YOUR TASK
Return, unchanged, each line below that contains the string "query". Case counts.
#####
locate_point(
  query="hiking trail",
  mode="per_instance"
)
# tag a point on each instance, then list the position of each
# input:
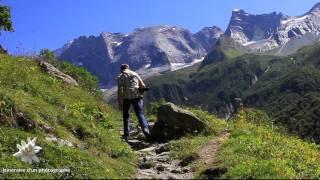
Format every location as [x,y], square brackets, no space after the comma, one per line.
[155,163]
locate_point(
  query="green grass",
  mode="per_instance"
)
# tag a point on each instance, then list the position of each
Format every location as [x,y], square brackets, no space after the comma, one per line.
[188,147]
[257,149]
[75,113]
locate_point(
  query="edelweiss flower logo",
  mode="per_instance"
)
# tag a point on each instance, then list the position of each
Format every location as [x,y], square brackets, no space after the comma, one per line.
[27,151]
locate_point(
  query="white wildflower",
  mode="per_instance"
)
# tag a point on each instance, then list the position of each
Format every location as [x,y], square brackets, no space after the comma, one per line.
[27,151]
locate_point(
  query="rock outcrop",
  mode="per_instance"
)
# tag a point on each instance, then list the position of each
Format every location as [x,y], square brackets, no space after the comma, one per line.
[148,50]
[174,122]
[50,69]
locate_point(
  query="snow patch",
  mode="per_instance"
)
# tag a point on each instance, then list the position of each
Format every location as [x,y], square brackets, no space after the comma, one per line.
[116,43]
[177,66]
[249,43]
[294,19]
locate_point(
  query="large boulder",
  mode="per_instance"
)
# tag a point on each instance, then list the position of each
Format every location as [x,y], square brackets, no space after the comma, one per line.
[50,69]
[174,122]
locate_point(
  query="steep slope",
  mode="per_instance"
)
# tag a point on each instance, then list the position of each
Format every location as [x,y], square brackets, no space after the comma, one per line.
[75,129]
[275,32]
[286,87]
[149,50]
#####
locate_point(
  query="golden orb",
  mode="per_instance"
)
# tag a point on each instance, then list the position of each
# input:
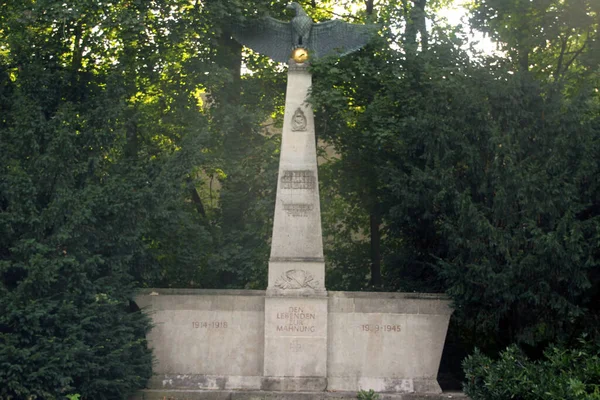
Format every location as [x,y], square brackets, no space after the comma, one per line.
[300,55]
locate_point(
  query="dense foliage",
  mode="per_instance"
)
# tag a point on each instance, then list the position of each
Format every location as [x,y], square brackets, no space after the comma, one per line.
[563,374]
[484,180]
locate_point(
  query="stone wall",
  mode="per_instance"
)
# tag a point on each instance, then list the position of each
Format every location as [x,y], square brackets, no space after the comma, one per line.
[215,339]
#####
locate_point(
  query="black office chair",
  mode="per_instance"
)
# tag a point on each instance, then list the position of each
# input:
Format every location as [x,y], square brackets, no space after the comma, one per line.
#####
SOLUTION
  query="hiking trail",
  query="green grass",
  query="edelweiss flower logo",
  query="white wildflower",
  query="rock outcrop",
  query="snow patch",
  query="large boulder",
  query="steep slope",
  query="golden orb",
  query="dense foliage",
  query="stone wall",
  query="black office chair",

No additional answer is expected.